TASK STATEMENT:
Every line below that has the word "shoe" counts once; report how many lines that makes, with no other words.

DATA SECTION:
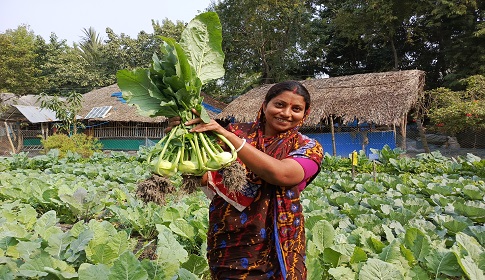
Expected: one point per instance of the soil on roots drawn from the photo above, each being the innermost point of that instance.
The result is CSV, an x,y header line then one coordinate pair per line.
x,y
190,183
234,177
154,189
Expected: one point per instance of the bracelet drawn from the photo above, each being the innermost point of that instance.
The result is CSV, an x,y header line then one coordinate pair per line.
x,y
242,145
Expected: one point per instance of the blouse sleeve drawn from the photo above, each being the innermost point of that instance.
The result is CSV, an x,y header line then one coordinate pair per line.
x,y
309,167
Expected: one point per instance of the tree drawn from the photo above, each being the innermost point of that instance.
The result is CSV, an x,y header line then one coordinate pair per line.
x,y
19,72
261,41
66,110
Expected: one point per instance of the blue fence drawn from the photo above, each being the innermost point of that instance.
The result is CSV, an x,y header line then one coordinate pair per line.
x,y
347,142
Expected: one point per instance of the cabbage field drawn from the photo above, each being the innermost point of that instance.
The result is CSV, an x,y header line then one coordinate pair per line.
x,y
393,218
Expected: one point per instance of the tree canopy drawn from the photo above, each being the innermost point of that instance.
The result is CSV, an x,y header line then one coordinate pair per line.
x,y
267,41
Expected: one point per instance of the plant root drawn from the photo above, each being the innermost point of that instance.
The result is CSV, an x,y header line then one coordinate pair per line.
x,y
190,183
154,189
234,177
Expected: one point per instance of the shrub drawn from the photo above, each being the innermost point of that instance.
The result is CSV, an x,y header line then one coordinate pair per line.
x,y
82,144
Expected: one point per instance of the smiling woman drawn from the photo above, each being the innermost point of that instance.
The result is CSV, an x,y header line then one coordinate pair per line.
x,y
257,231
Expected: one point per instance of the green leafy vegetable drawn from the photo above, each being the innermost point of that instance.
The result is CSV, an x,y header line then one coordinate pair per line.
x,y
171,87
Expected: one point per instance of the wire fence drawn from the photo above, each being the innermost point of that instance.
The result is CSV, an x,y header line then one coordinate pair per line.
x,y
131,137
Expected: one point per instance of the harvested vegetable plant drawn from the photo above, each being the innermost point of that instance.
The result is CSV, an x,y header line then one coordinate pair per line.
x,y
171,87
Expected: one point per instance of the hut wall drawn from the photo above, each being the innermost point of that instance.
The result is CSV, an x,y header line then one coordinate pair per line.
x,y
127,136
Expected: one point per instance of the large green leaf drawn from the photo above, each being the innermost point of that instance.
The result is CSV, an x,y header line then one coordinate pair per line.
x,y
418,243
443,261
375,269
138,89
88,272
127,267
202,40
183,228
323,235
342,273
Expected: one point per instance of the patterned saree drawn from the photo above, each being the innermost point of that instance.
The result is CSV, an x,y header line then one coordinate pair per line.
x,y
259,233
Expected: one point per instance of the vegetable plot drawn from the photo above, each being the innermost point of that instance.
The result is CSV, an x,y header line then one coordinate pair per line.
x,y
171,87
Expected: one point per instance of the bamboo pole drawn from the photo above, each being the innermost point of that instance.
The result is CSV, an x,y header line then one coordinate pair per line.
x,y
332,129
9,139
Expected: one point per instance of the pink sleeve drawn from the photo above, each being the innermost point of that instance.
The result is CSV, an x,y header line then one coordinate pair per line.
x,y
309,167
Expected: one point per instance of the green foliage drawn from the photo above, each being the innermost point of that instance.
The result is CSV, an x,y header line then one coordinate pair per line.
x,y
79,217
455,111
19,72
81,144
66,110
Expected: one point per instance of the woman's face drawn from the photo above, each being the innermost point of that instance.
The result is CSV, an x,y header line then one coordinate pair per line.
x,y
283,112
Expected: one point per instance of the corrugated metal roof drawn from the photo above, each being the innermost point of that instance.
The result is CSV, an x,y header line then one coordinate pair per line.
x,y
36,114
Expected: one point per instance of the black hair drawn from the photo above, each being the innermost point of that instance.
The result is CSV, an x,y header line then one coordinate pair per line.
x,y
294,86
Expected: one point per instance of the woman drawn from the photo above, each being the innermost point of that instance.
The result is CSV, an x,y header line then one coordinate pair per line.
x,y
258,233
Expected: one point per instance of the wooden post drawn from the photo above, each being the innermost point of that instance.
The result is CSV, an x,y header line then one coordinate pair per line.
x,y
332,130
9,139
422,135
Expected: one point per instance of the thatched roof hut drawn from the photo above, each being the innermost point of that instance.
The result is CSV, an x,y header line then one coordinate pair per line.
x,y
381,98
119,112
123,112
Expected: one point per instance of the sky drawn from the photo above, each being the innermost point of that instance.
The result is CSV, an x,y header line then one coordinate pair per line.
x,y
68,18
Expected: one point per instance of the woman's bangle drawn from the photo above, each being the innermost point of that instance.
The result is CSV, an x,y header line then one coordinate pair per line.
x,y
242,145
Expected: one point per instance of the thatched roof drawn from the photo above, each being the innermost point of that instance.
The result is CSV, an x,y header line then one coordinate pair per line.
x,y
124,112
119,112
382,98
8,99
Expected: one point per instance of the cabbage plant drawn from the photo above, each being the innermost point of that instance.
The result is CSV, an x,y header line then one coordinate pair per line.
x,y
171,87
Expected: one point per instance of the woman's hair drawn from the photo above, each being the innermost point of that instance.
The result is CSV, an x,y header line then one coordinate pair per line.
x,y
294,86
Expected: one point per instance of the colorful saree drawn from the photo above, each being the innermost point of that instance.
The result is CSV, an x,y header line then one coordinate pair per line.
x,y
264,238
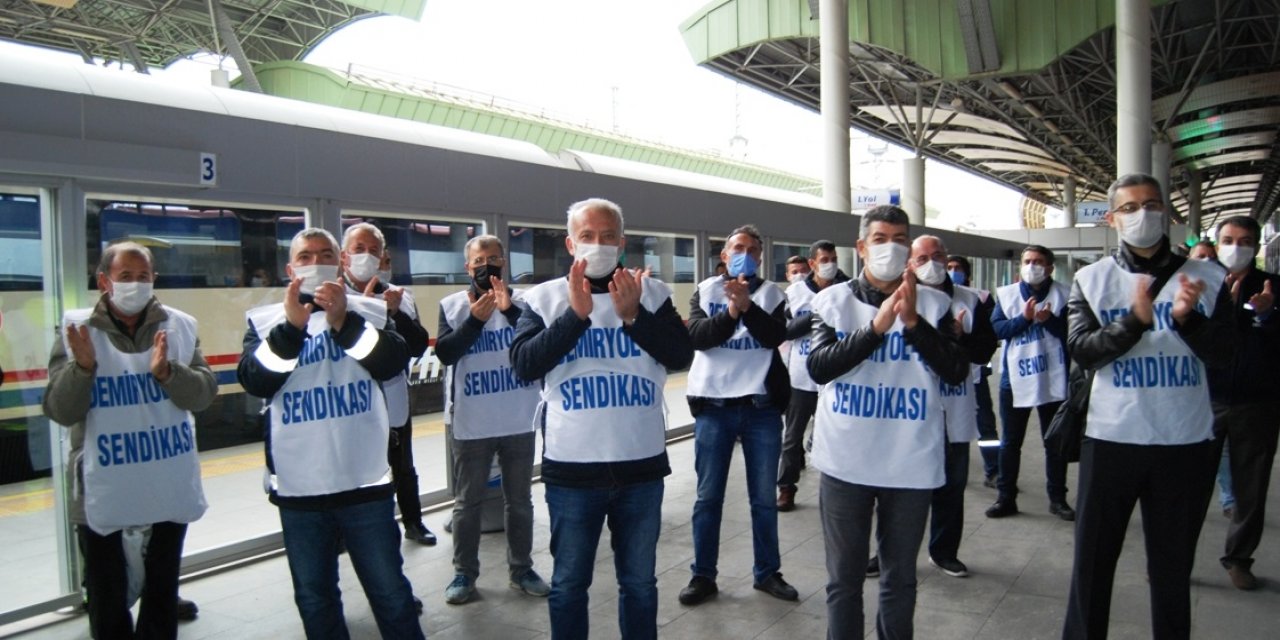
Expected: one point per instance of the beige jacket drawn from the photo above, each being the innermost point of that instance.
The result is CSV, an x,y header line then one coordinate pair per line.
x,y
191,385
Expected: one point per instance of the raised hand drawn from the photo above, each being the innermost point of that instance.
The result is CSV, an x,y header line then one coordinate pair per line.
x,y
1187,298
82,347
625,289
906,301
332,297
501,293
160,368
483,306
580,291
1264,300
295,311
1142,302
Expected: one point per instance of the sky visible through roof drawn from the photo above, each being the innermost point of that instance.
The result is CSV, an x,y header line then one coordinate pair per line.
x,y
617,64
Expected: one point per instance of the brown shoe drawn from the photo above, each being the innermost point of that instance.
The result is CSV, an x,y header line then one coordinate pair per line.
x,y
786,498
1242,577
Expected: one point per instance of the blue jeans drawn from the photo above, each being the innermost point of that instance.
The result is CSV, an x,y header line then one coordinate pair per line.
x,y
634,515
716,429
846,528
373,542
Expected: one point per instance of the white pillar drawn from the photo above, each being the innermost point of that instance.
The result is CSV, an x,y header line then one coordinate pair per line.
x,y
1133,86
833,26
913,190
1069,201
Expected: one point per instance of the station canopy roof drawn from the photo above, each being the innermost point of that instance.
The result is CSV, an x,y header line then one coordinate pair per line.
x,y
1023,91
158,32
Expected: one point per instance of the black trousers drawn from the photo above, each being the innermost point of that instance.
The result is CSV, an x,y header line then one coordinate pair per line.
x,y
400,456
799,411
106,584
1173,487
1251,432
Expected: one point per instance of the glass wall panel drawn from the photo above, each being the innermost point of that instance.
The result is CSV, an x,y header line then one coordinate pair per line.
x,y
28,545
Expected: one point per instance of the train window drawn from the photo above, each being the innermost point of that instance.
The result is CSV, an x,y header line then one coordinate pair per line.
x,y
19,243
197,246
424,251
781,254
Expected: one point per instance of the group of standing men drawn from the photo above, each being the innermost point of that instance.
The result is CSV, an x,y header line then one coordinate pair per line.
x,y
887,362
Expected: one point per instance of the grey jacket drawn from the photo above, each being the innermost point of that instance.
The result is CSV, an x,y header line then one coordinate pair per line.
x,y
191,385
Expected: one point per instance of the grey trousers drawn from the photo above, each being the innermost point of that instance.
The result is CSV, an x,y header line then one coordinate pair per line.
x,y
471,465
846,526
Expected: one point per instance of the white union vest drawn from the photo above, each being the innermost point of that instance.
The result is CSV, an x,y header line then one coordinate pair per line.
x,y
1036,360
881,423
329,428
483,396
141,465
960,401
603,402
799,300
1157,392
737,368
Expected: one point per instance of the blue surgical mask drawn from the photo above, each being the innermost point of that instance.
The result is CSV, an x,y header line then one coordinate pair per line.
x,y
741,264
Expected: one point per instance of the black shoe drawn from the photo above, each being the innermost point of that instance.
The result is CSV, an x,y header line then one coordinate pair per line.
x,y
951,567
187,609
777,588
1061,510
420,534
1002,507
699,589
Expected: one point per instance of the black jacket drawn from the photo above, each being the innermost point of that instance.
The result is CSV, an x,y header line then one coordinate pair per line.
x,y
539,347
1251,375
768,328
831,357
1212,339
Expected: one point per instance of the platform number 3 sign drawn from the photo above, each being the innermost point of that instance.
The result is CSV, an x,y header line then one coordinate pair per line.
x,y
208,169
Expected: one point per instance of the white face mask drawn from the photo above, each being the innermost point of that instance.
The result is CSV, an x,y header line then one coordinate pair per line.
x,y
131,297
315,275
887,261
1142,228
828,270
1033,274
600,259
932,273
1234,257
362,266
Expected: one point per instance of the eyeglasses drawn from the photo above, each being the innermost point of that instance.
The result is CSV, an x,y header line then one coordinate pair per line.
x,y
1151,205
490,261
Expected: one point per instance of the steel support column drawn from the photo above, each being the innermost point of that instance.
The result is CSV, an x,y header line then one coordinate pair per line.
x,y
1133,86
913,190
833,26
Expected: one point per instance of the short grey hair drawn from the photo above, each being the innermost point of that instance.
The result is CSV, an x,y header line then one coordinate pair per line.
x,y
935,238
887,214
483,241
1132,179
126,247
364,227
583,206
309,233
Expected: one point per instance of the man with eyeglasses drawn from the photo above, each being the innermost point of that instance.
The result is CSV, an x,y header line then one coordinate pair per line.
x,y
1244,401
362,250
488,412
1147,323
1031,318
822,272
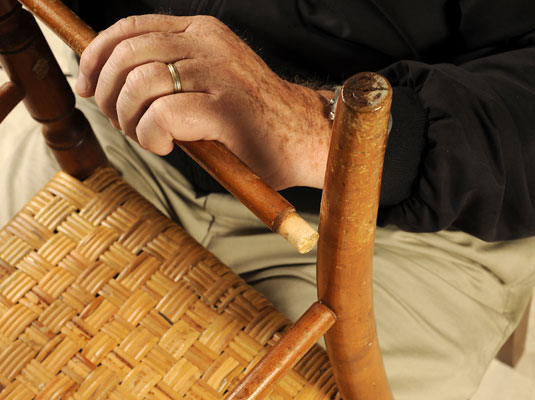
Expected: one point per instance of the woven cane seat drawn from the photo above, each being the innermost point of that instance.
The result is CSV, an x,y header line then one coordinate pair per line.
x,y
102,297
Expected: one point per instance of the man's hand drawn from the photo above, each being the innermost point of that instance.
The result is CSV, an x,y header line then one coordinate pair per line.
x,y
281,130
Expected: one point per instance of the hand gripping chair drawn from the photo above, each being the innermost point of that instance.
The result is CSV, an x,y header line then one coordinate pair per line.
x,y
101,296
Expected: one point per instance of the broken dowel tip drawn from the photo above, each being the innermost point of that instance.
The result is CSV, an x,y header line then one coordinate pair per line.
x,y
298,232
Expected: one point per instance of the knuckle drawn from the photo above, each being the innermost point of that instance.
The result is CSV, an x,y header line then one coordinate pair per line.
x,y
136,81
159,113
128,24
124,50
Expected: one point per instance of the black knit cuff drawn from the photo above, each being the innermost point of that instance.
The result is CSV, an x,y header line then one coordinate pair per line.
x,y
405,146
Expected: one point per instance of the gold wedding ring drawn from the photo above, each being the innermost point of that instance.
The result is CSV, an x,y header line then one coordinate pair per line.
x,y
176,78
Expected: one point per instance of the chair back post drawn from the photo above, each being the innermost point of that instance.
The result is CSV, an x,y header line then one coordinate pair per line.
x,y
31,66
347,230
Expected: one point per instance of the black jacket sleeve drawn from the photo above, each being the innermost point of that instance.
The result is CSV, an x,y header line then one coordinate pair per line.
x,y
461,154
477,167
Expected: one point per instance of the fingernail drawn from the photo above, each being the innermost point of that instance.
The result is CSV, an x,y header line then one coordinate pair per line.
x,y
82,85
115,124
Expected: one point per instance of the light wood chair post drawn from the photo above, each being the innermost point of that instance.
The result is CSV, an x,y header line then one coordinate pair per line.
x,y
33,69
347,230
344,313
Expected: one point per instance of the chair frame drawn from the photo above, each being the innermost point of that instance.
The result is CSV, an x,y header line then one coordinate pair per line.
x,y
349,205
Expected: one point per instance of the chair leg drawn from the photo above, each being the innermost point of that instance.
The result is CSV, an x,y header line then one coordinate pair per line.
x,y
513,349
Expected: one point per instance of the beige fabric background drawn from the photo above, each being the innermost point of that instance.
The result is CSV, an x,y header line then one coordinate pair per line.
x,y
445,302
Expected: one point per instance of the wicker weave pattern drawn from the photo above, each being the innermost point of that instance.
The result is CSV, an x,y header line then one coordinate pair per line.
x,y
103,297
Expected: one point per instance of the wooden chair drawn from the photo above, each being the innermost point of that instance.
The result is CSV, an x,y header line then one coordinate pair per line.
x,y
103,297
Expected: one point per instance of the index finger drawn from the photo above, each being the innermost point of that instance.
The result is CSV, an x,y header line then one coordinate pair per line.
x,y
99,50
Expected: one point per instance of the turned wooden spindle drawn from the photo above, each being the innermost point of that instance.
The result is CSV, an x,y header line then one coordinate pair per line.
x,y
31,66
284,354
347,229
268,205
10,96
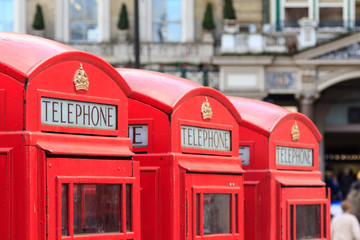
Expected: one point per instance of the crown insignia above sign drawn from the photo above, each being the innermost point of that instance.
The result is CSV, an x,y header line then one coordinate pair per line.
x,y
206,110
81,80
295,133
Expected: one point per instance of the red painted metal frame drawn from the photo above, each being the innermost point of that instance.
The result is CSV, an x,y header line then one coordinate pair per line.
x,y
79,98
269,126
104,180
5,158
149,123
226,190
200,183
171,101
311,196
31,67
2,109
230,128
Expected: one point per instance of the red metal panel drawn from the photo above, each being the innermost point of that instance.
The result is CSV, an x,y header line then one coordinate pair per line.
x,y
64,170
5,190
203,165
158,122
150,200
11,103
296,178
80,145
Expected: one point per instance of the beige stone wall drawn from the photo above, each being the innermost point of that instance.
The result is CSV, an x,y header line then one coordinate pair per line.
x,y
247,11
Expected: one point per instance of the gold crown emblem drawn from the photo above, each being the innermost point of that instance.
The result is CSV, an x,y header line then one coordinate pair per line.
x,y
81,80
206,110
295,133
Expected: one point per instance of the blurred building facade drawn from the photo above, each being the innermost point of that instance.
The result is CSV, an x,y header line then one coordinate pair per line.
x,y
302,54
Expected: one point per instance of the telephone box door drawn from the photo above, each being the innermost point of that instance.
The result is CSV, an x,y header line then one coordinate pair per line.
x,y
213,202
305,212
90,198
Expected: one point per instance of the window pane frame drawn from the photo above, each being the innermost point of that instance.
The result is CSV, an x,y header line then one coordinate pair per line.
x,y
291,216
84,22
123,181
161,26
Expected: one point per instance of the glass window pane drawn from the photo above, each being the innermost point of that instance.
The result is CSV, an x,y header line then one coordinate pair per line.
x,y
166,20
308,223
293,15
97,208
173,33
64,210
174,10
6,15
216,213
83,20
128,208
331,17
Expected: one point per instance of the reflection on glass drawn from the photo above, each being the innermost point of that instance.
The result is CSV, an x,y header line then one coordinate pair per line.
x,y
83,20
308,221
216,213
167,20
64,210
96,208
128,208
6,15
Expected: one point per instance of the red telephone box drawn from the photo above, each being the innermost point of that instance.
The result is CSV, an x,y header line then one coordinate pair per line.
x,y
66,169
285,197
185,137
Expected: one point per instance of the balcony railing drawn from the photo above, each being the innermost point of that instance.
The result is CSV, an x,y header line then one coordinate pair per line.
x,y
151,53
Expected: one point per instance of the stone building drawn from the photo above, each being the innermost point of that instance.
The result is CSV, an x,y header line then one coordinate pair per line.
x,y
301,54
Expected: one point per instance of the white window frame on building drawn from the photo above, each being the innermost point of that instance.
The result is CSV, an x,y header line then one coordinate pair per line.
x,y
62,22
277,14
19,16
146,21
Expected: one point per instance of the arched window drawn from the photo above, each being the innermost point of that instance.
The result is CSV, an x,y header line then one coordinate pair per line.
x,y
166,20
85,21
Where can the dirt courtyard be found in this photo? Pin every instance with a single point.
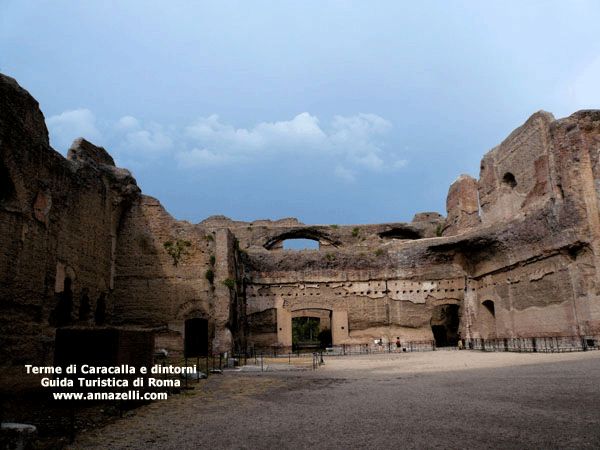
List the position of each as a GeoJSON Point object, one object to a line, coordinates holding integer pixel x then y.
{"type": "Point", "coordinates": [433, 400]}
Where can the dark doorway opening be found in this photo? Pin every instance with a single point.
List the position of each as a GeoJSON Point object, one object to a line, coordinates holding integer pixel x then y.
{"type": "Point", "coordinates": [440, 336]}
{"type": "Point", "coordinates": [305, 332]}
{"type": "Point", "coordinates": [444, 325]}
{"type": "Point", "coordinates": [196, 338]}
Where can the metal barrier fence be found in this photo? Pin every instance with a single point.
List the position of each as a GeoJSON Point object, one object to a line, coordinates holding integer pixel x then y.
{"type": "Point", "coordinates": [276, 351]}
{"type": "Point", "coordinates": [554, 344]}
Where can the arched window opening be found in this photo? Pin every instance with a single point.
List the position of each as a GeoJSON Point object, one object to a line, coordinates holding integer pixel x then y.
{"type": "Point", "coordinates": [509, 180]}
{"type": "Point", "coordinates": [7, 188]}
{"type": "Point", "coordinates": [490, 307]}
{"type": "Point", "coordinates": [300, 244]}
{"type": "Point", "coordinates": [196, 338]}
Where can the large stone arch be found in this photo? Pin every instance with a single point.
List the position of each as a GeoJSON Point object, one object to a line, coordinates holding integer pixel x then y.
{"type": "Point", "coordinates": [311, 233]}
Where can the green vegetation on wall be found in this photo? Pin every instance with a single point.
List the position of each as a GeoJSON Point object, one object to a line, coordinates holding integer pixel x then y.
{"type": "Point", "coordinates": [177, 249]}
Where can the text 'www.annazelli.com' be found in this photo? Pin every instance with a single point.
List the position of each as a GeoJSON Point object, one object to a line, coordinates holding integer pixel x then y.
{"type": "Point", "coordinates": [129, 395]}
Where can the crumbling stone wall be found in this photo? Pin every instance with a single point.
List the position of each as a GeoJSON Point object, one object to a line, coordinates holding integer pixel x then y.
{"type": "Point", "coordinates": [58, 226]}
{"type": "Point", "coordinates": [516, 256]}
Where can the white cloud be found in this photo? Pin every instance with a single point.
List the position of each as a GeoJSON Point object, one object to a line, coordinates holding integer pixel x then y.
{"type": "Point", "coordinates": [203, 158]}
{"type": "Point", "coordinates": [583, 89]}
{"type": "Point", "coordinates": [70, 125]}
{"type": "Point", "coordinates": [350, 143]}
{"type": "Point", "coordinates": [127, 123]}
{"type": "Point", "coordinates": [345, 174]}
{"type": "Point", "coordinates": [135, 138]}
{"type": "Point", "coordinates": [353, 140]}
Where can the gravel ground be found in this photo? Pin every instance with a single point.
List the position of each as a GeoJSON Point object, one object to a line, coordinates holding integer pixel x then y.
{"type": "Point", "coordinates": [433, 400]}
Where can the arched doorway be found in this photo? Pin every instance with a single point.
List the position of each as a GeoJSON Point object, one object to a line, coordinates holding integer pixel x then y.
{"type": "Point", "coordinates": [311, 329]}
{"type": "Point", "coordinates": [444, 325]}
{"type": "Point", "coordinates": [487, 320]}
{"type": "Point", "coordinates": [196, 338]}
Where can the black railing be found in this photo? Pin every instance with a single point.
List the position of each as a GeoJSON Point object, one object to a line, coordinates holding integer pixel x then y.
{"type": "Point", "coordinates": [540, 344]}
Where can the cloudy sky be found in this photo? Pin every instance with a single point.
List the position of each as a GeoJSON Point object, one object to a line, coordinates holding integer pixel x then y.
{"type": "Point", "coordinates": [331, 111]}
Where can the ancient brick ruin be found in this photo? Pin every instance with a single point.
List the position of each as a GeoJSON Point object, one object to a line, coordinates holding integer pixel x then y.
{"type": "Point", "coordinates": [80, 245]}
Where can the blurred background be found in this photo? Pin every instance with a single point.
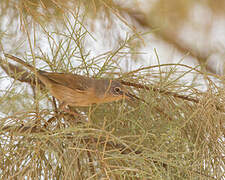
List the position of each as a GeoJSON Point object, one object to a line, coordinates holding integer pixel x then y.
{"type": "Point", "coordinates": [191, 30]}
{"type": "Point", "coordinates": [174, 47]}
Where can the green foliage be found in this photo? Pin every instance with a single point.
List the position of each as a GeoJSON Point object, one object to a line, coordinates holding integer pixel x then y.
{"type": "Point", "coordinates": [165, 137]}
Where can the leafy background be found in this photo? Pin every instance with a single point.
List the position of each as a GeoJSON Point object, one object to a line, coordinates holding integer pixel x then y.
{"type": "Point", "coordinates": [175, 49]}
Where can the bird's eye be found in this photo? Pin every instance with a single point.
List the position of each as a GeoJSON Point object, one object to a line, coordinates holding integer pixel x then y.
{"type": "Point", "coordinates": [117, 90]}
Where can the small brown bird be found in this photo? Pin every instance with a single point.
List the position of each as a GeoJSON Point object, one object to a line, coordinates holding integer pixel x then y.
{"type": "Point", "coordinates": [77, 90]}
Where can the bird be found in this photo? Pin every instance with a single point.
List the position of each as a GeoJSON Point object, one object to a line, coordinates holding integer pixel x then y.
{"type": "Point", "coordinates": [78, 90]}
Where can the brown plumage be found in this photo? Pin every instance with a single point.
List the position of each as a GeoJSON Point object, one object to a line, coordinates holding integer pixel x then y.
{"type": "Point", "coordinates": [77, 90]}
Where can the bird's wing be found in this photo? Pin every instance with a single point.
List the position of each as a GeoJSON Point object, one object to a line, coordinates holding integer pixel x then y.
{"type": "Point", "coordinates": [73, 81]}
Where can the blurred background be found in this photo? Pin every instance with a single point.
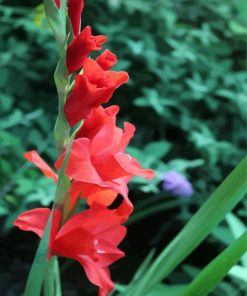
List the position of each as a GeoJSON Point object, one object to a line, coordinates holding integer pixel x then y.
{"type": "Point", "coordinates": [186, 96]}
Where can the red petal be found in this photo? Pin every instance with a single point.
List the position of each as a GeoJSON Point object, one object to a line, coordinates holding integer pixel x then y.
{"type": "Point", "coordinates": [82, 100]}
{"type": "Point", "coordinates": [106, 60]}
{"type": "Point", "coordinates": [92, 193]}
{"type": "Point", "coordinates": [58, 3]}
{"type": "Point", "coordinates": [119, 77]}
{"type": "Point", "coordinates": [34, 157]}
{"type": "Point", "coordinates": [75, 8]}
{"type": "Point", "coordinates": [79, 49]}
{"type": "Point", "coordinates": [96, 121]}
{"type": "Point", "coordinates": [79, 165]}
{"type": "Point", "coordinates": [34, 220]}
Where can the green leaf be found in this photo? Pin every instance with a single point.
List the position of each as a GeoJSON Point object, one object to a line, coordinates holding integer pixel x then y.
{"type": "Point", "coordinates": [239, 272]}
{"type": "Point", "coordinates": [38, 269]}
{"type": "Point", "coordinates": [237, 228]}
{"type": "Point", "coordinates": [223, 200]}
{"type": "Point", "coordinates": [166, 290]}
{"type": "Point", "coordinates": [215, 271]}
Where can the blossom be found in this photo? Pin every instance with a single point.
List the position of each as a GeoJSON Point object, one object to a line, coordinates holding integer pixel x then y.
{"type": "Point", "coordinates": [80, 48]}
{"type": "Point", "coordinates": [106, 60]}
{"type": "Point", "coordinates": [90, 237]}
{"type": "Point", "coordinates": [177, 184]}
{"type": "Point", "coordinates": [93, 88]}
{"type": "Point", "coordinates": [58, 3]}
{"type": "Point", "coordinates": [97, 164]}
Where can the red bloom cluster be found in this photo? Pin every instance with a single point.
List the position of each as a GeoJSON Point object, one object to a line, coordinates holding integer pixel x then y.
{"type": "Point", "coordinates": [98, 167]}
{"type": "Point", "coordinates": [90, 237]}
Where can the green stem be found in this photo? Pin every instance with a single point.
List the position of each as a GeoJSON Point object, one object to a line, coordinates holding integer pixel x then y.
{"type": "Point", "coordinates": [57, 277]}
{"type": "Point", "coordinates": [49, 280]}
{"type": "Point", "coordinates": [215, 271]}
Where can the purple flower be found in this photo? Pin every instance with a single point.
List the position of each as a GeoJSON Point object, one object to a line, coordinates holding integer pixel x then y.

ANSWER TO THE EXERCISE:
2